EXERCISE BRIEF:
Please output the records below in full, exactly as given, but without the images.

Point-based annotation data
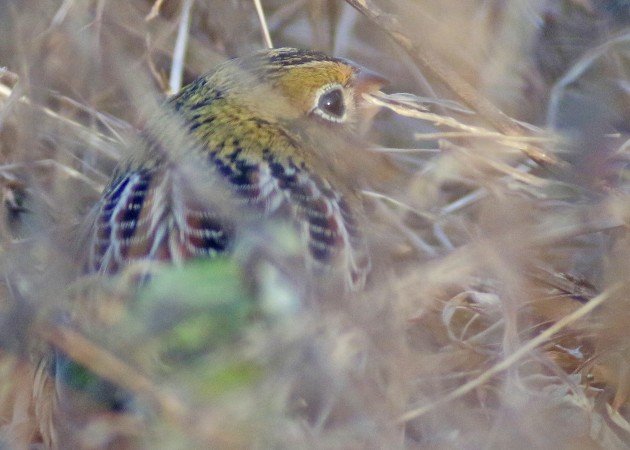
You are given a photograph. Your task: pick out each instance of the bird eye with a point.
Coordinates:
(331, 105)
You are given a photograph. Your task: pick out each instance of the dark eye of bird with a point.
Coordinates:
(331, 104)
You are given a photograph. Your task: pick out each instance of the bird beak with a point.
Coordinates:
(367, 81)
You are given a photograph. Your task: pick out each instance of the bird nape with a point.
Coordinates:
(270, 132)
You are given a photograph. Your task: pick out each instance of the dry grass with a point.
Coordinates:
(496, 314)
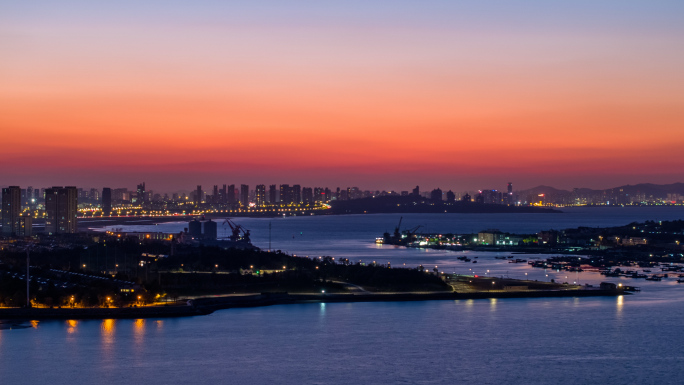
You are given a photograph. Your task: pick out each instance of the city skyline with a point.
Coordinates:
(451, 95)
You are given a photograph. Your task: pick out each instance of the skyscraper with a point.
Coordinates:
(436, 195)
(260, 195)
(272, 194)
(61, 206)
(11, 209)
(198, 195)
(307, 196)
(296, 194)
(141, 195)
(244, 195)
(231, 194)
(285, 194)
(106, 201)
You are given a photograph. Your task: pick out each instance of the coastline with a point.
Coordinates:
(208, 305)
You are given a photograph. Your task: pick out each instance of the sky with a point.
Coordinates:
(383, 95)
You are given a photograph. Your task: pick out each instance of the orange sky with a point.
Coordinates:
(377, 104)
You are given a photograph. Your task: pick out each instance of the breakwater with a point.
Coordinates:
(208, 305)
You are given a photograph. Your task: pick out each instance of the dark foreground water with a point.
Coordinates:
(624, 340)
(634, 339)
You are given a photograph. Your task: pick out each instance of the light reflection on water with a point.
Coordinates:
(513, 341)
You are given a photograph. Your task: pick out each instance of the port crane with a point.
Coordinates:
(236, 230)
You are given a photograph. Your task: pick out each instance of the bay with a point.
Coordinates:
(628, 339)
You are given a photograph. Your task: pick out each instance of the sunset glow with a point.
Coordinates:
(385, 96)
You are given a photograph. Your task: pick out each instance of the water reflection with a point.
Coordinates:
(71, 329)
(620, 303)
(107, 328)
(139, 330)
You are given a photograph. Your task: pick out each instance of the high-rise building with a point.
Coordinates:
(198, 195)
(11, 209)
(61, 206)
(94, 194)
(272, 194)
(319, 194)
(214, 196)
(141, 195)
(285, 194)
(307, 196)
(231, 194)
(106, 201)
(260, 195)
(436, 195)
(244, 195)
(222, 195)
(296, 194)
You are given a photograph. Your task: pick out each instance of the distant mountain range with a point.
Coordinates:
(647, 189)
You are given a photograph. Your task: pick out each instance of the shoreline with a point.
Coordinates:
(208, 305)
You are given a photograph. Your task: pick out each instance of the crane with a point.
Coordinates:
(236, 230)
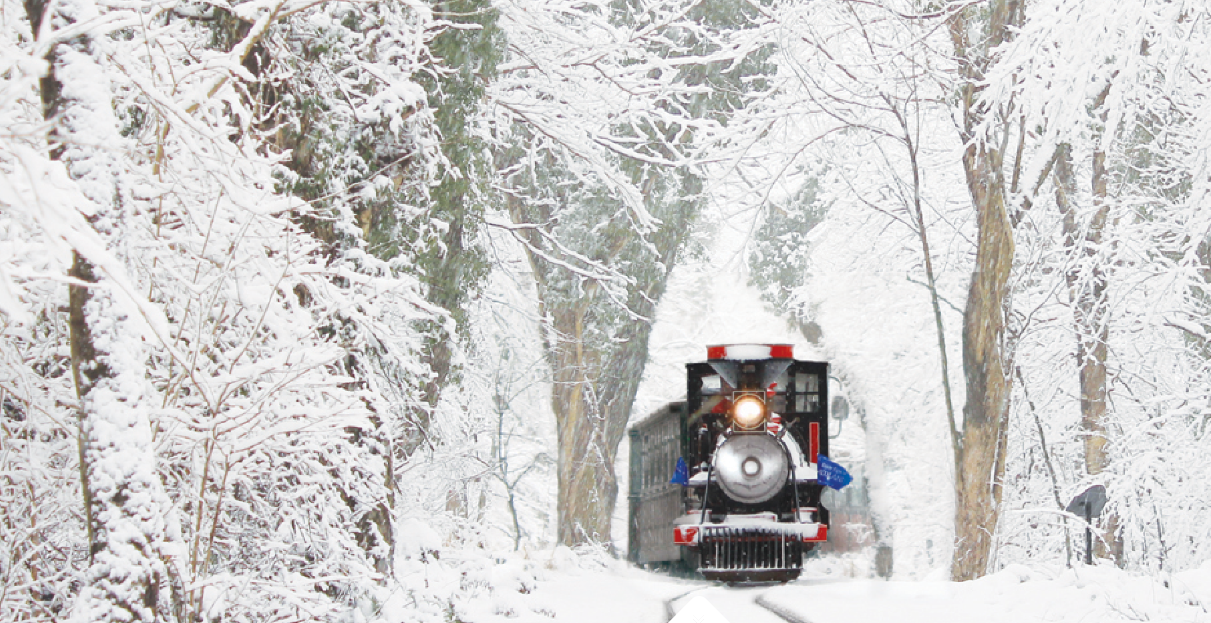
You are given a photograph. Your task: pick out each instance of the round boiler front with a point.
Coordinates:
(751, 468)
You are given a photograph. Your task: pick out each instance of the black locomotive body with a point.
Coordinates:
(746, 504)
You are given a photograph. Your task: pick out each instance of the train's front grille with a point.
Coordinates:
(750, 548)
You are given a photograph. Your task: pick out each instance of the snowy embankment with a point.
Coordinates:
(567, 588)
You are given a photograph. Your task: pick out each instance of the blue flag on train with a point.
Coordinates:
(681, 474)
(832, 474)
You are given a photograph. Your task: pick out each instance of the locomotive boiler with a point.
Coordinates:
(727, 481)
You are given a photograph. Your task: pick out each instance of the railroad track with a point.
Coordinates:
(738, 605)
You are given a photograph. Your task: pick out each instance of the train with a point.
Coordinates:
(728, 483)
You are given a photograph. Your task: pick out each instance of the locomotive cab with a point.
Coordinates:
(752, 428)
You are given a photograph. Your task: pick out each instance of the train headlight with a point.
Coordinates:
(749, 412)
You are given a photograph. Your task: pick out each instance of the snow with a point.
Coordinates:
(589, 589)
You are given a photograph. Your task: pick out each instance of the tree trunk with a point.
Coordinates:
(122, 496)
(980, 466)
(980, 458)
(1086, 286)
(592, 396)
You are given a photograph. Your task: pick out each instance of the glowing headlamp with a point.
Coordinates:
(749, 411)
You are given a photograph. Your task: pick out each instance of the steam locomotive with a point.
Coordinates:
(727, 483)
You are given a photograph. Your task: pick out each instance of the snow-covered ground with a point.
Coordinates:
(591, 589)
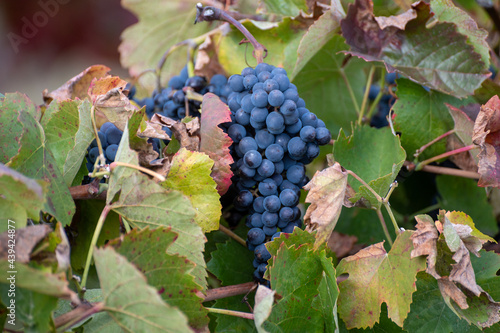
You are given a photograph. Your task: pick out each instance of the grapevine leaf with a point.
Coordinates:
(161, 25)
(429, 312)
(375, 155)
(446, 11)
(326, 72)
(190, 174)
(35, 159)
(231, 263)
(462, 137)
(281, 40)
(476, 204)
(318, 34)
(286, 8)
(140, 144)
(35, 280)
(130, 300)
(169, 274)
(214, 142)
(326, 196)
(83, 225)
(487, 136)
(26, 194)
(69, 132)
(264, 298)
(376, 276)
(422, 116)
(108, 98)
(296, 310)
(450, 264)
(77, 86)
(25, 240)
(437, 57)
(33, 310)
(154, 206)
(10, 127)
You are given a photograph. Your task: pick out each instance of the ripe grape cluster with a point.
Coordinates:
(171, 101)
(274, 137)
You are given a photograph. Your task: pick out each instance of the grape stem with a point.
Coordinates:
(232, 235)
(239, 314)
(93, 243)
(210, 13)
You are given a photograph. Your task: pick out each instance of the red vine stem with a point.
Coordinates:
(210, 13)
(448, 153)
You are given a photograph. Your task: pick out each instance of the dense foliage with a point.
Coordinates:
(179, 200)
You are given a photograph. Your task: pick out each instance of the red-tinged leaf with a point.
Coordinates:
(108, 99)
(214, 142)
(326, 196)
(376, 276)
(487, 137)
(78, 86)
(438, 57)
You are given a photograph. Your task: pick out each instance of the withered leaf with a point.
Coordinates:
(78, 86)
(108, 99)
(487, 136)
(326, 196)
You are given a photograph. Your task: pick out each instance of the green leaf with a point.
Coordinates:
(375, 155)
(69, 132)
(130, 300)
(169, 274)
(422, 116)
(11, 128)
(445, 11)
(438, 57)
(35, 280)
(475, 203)
(35, 159)
(325, 82)
(286, 8)
(264, 299)
(281, 40)
(190, 174)
(231, 263)
(318, 34)
(154, 206)
(214, 142)
(83, 225)
(376, 276)
(22, 197)
(161, 25)
(33, 311)
(295, 275)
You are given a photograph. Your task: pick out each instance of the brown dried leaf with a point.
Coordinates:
(108, 99)
(326, 194)
(398, 21)
(185, 133)
(78, 86)
(487, 136)
(207, 62)
(341, 244)
(424, 242)
(25, 240)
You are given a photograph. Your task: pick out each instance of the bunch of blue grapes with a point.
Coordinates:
(172, 101)
(275, 136)
(110, 137)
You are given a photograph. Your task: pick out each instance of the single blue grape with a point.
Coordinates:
(275, 98)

FINISHED ANSWER:
You are given a photograph. Your task: pick out each instance of the bird eye with a point.
Coordinates:
(331, 105)
You are given a photograph. Your task: pick out each instance of the dark eye of bird with a point.
Coordinates:
(331, 104)
You are given a photograph. Your task: pick out each instance of the bird beak with a point.
Coordinates:
(367, 81)
You are given a photograph. Your task: pick out each instance of the bird nape with a point.
Coordinates:
(270, 132)
You are given a photograph. Your task: pick out each instance of the dry grass with a point.
Coordinates:
(496, 314)
You are given a photograph. Your task: pick out each instance of the city skyline with a point.
Coordinates:
(451, 95)
You are given a photograph. Your task: pick out each instance of the skyscraper with a point.
Coordinates:
(436, 195)
(260, 195)
(272, 194)
(61, 206)
(11, 209)
(198, 195)
(307, 196)
(296, 194)
(141, 195)
(244, 195)
(231, 194)
(285, 194)
(106, 201)
You are given a photograph. Your task: pick out each instance of the coastline with a point.
Coordinates:
(208, 305)
You are given a photograph. Your task: pick out each instance of the sky with a point.
Coordinates:
(383, 95)
You are given a photograph. Your task: pick out each instance of the orange sky with a point.
Coordinates:
(377, 104)
You are given a photograph. Your task: pick out each instance of the breakwater with a point.
Coordinates:
(208, 305)
You are given a photograph. Your task: pick out each instance of the dark foreground water with a point.
Coordinates:
(624, 340)
(634, 339)
You are given a photograph. Your task: pick out each instance of the light reflection on water with a point.
Coordinates:
(513, 341)
You are given a photograph. Your task: pick out each instance of the port crane with a point.
Coordinates:
(236, 230)
You are given a photograph. Your task: pick out each instance of the bay with a point.
Coordinates:
(628, 339)
You are given a photograph. Your task: pick out each instance of the sunset glow with a point.
Coordinates:
(385, 96)
You are given a photograph. Your task: pick out each instance of the water reflection with a point.
Coordinates:
(71, 329)
(620, 303)
(107, 328)
(139, 330)
You are given a photograph. Your task: pick out each instance of the high-rise building with a point.
Coordinates:
(198, 195)
(11, 209)
(61, 206)
(94, 194)
(272, 194)
(319, 194)
(214, 196)
(141, 195)
(285, 194)
(307, 196)
(231, 194)
(106, 201)
(260, 195)
(436, 195)
(244, 195)
(222, 195)
(296, 194)
You are given a photograph. Your task: pick out each instance of the distant mountain range with a point.
Coordinates:
(647, 189)
You are given a photograph. Your task: pick out each instance of the shoreline with a point.
Coordinates:
(208, 305)
You are given a photograph. Your task: pick out each instance of the crane with a point.
Coordinates:
(236, 230)
You are given a photograph. Your task: pick out each instance of the round boiler front with a point.
Coordinates:
(751, 468)
You are given a photograph. Your task: pick out each instance of the black locomotive body with a point.
Coordinates:
(746, 504)
You are given a photograph. Your task: pick out each instance of the train's front grille with a point.
Coordinates:
(750, 548)
You are given a photograph. Your task: pick out each instance of the snowy embankment with a point.
Coordinates:
(567, 588)
You are given a photograph. Your task: pick out each instance of the blue flag on train with a point.
Coordinates:
(681, 474)
(832, 474)
You are given a photograph. Your task: pick out each instance of the locomotive boiler with a point.
Coordinates:
(727, 481)
You are given a photograph. Your task: pick out each instance of the railroad track with a point.
Coordinates:
(738, 605)
You are given a photograph. Your task: pick out each instance of the train with a point.
Coordinates:
(728, 483)
You are given a photograph. Your task: pick out each instance of the locomotive cab with a point.
Coordinates:
(752, 428)
You are given a photograph. Your task: pick out each instance of the train headlight with a point.
Coordinates:
(749, 412)
You are given a photograph. Your task: pick out each instance of the snow with a point.
Coordinates:
(589, 589)
You are given a photograph. Your task: pick out each instance of the tree trunk with a point.
Coordinates:
(122, 496)
(980, 466)
(980, 458)
(1086, 286)
(592, 396)
You are given a photograph. Your task: pick out each instance of the glowing headlamp with a point.
Coordinates:
(749, 411)
You are given a photograph. Your task: pick out each instance of the steam locomotive with a point.
Coordinates:
(727, 483)
You are given a photograph. Your task: pick out each instance of the snow-covered ground with a point.
Coordinates:
(591, 589)
You are given a photograph. Your task: pick out each instance of the grapevine leaf with a point.
Coordinates:
(161, 25)
(429, 312)
(375, 155)
(446, 11)
(326, 72)
(190, 174)
(35, 159)
(231, 263)
(462, 137)
(281, 40)
(476, 204)
(318, 34)
(286, 8)
(140, 144)
(35, 280)
(130, 300)
(169, 274)
(214, 142)
(326, 196)
(83, 225)
(487, 136)
(26, 194)
(69, 132)
(264, 298)
(376, 276)
(422, 116)
(108, 98)
(296, 310)
(450, 264)
(77, 86)
(25, 240)
(437, 57)
(33, 310)
(154, 206)
(10, 127)
You are given a photograph. Your task: pick out each instance of the ripe grape cluster with a point.
Coordinates:
(171, 101)
(274, 137)
You are given a photograph. Your task: pick out each instance of the grape stem with a point.
Coordinates:
(232, 235)
(239, 314)
(93, 243)
(210, 13)
You are given a photograph. Your task: pick out each instance of the red vine stem with a point.
Coordinates:
(210, 13)
(448, 153)
You are given a photograph. Your task: pick out each instance of the dense foliage with a point.
Coordinates:
(179, 200)
You are given a photograph. Your task: pick out each instance of the red-tinged leaf with a point.
Coordinates:
(108, 99)
(214, 142)
(326, 196)
(376, 276)
(487, 137)
(78, 86)
(438, 57)
You are given a photograph. Your task: pick out each instance of the withered leaf with a point.
Coordinates:
(78, 86)
(108, 99)
(487, 136)
(326, 196)
You are given a photograph. Your task: pick out each instance of the green leaf with a point.
Coordinates:
(375, 155)
(69, 132)
(130, 300)
(169, 274)
(422, 116)
(11, 128)
(445, 11)
(438, 57)
(35, 280)
(475, 203)
(35, 159)
(325, 82)
(286, 8)
(264, 299)
(281, 40)
(190, 174)
(231, 263)
(318, 34)
(154, 206)
(214, 142)
(83, 225)
(376, 276)
(22, 197)
(161, 25)
(33, 311)
(295, 275)
You are given a photograph. Your task: pick out each instance of the brown dried leaf with a point.
Coordinates:
(108, 99)
(326, 194)
(398, 21)
(185, 133)
(78, 86)
(487, 136)
(207, 62)
(341, 244)
(424, 242)
(25, 240)
You are given a photograph. Your task: pick out each instance of the bunch of blue grapes with a point.
Coordinates:
(172, 101)
(275, 136)
(110, 137)
You are given a photograph. Your task: pick out each instance of the single blue grape with a point.
Coordinates:
(275, 98)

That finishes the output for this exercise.